- [WHAT IS BEING ASKED] Could you rewrite the stretch of material from the line containing "Mark a point on each instance of the white" through the line containing "x=403, y=165", swapping "white cloud" for "storm cloud" and leaving everything else unchanged?

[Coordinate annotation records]
+++
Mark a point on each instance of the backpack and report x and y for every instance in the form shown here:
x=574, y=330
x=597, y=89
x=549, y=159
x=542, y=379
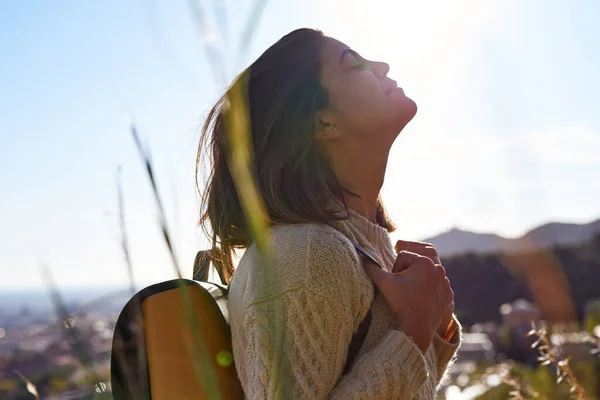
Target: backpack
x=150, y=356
+++
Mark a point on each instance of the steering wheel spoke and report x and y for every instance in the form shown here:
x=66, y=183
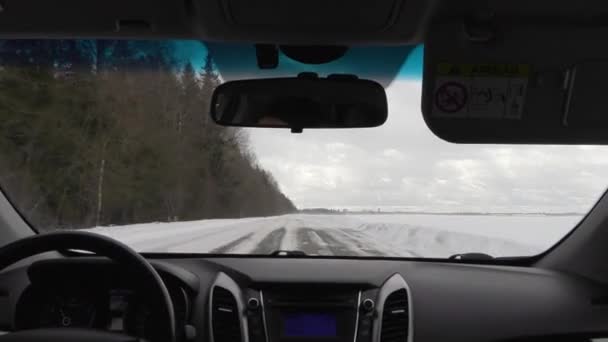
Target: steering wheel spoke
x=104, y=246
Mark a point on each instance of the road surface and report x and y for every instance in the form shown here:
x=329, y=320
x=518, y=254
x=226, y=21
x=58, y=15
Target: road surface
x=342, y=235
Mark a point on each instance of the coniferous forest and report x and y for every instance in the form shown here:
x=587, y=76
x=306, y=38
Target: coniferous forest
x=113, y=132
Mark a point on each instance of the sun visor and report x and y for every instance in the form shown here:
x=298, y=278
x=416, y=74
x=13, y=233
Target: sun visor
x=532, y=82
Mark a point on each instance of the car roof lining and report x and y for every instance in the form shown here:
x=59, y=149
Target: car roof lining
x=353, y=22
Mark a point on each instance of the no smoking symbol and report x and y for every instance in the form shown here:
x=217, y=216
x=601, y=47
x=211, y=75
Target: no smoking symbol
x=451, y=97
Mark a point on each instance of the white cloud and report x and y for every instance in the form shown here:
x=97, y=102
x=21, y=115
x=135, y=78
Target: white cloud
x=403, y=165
+++
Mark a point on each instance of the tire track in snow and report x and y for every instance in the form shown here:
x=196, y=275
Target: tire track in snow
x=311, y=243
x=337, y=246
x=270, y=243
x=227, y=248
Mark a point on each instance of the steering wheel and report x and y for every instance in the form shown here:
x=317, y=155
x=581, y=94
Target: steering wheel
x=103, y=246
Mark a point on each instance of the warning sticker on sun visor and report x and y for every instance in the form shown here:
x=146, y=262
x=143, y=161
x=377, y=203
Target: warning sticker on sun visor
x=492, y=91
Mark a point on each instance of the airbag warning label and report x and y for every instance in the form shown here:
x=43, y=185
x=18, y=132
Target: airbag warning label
+++
- [REPLY]
Mark a point on each instance of the storm cloud and report x and y for every instance in the form shown here:
x=97, y=102
x=21, y=115
x=135, y=78
Target: storm cloud
x=403, y=165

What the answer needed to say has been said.